== REQUIRED ACTION ==
The reply must return each line of the data exactly.

== THE INPUT ==
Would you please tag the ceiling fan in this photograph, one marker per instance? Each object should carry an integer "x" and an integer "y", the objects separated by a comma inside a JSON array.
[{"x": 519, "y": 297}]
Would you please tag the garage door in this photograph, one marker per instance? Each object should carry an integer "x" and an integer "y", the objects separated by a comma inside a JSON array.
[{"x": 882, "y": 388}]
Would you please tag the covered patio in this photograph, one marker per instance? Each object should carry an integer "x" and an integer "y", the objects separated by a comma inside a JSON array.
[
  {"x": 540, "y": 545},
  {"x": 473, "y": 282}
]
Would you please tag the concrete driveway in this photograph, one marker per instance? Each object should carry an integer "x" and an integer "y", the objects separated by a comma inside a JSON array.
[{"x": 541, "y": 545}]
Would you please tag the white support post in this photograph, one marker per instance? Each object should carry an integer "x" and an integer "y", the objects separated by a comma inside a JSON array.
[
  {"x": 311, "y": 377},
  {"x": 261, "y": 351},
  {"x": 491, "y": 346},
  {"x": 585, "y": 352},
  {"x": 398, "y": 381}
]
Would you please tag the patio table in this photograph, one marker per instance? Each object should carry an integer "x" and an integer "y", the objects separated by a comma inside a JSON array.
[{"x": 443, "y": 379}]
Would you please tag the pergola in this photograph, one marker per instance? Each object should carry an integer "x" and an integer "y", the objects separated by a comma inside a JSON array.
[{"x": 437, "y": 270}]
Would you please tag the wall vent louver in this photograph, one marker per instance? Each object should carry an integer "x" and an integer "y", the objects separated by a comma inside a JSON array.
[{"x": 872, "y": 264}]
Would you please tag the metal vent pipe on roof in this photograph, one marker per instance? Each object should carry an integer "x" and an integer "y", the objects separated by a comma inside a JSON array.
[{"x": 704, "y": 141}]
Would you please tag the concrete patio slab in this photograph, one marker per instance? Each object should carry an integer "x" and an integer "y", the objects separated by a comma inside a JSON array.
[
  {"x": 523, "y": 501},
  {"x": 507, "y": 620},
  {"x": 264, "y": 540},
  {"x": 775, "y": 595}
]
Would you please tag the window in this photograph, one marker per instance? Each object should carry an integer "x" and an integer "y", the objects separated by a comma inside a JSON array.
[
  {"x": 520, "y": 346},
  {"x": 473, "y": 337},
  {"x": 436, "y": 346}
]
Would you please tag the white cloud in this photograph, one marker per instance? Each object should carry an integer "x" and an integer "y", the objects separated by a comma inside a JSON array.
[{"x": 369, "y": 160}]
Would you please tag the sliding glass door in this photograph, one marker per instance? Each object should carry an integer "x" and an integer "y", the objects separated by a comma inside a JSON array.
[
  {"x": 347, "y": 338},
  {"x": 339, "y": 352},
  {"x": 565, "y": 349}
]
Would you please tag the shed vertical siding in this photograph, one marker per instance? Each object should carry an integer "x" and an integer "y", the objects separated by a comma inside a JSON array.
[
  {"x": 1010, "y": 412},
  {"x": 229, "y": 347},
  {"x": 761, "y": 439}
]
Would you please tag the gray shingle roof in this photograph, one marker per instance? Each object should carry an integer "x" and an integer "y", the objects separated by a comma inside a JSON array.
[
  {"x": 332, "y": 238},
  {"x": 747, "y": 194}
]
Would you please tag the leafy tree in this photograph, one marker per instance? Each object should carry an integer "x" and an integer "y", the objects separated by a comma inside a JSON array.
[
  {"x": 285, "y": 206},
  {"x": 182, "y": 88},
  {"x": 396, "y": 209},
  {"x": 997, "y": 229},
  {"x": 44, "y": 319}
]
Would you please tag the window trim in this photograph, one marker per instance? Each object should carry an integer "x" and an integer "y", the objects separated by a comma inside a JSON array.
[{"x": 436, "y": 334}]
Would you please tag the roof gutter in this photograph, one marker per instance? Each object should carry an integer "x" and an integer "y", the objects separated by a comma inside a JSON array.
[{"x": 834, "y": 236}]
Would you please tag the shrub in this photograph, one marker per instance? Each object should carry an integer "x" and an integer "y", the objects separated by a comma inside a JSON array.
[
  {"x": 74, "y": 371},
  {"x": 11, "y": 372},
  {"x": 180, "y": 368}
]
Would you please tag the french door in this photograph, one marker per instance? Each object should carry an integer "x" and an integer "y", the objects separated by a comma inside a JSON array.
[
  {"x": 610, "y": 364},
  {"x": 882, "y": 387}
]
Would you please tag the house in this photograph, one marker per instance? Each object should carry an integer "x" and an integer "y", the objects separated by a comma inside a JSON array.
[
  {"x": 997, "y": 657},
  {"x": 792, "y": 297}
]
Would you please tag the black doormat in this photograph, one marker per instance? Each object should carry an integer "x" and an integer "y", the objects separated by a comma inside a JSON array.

== FINAL ANSWER ==
Would you please tag the ceiling fan in this photograph, one marker per instance? Each object should carry an integer "x" and an integer "y", the objects separated by a comma inside a JSON array.
[{"x": 519, "y": 297}]
Would you please tag the garage door in this photograph, one marker per instance? Each object should carry an integer "x" and an integer "y", the objects separated by a comma inside a JSON array.
[{"x": 882, "y": 388}]
Would you please tag the covered patio in this photograph, one marker per instance? Each object should carry an integer "x" and an integer "y", the objects separated by a comma inside a JSON array.
[
  {"x": 540, "y": 545},
  {"x": 473, "y": 282}
]
Would you please tag the concrete driveway in this photograph, one marker per instance? Each object should carry an integer "x" and an integer "y", the objects separated by a comma inside a JSON array.
[{"x": 541, "y": 545}]
Would you please tag the white support post in this photograph, one marker per instance? Each object should carry an integer "x" and an integer "y", the objects separated by a comma inside a JSON array.
[
  {"x": 311, "y": 377},
  {"x": 261, "y": 351},
  {"x": 491, "y": 346},
  {"x": 585, "y": 352},
  {"x": 398, "y": 381}
]
Would you please tag the patio table in this photograph, one marker per instance? Each object should carry an integer "x" and an integer "y", the objects separated by a comma inside a JSON array.
[{"x": 443, "y": 379}]
Would you please tag the pergola in this photograph, one marker per instance? Each object should carry an integer "x" and an integer "y", the objects separated by a comma inside a JSON array.
[{"x": 437, "y": 270}]
Would you please tag the wall vent louver in this photograph, one marker per instance? Each object should carry an integer "x" and an integer "y", the objects separated by a comma inside a JSON array.
[{"x": 872, "y": 264}]
Would you please tag the metal vent pipe on roof in this photograph, one marker per instance? Each object should carry an integer "x" and an integer "y", the objects separated by a comma inside a JSON array.
[{"x": 704, "y": 141}]
Would you please tag the concrete patio slab in this photograph, one marker per instance? Each object should carry an integer "x" and an integer "y", the objects separated by a comma inside a JSON array.
[
  {"x": 523, "y": 501},
  {"x": 507, "y": 620},
  {"x": 264, "y": 540},
  {"x": 775, "y": 595}
]
Would you please tag the window in this photograph, one marker per instance? Each object should carry an integer "x" and an integer "y", the objects separated by a comma inside a JSON array.
[
  {"x": 520, "y": 346},
  {"x": 473, "y": 337},
  {"x": 436, "y": 346}
]
Would you please tag the white cloud in this photograph, one marker per instance? Each object should carry an integer "x" and an integer "y", the objects separated by a comma inside a JSON array.
[{"x": 369, "y": 160}]
Would you please tag the sliding glass door in this photograph, one marker per instance? Each object should carry an integer "x" and an integer "y", the objects separated by a comma inside a JSON array.
[
  {"x": 347, "y": 338},
  {"x": 339, "y": 352},
  {"x": 565, "y": 349}
]
Would you please tag the shed vertical siding in this photograph, one marker per instance? Each object should carry an integer "x" and an integer "y", the objects separated by a comma inside a JSON array.
[
  {"x": 1010, "y": 412},
  {"x": 229, "y": 347},
  {"x": 761, "y": 439}
]
Would you please tag the gray shingle roof in this photograph, one marker per instance? Each object should carry an integer "x" and an integer "y", the objects separated by a comma inside a JSON array.
[
  {"x": 332, "y": 238},
  {"x": 747, "y": 194}
]
Would you please tag the leafy tree in this photograph, one marker per instance? Each object should carry an integer "x" and an integer "y", the objects separated by a comma inside a JSON array.
[
  {"x": 285, "y": 206},
  {"x": 182, "y": 88},
  {"x": 396, "y": 209},
  {"x": 997, "y": 229},
  {"x": 44, "y": 319}
]
Would you please tag the window trim in this photograph, one marker per instance? Each object should carry an integer "x" and an integer "y", the objects separated by a comma inside a JSON array.
[{"x": 436, "y": 334}]
Would you please tag the roof gutter in this photograph, one marker per instance? Each object should carry an integer "x" and an integer "y", the objects separated by a comma inside a JSON array.
[{"x": 834, "y": 236}]
Would you please tag the shrub in this photograph, one marker per instance? Each object should carry an integer "x" and an integer "y", the objects separated by a comma inside a JSON array.
[
  {"x": 74, "y": 371},
  {"x": 11, "y": 372},
  {"x": 180, "y": 368}
]
Would you please tag the french door in this photograph, one marker per instance? Each object should carry an integer "x" and an integer "y", the objects separated by a comma inside a JSON array.
[
  {"x": 610, "y": 364},
  {"x": 882, "y": 387}
]
Would you please tag the house in this photograph, one marker per instance? Each object should carry an integer "x" and an integer "y", the objects separated by a comma inside a JSON array.
[
  {"x": 997, "y": 657},
  {"x": 792, "y": 297}
]
Would you please tag the black doormat in this photograph, one marker per instance? Each object should carry an integer "x" and an integer "y", the objects separated by a comma inside a JSON array.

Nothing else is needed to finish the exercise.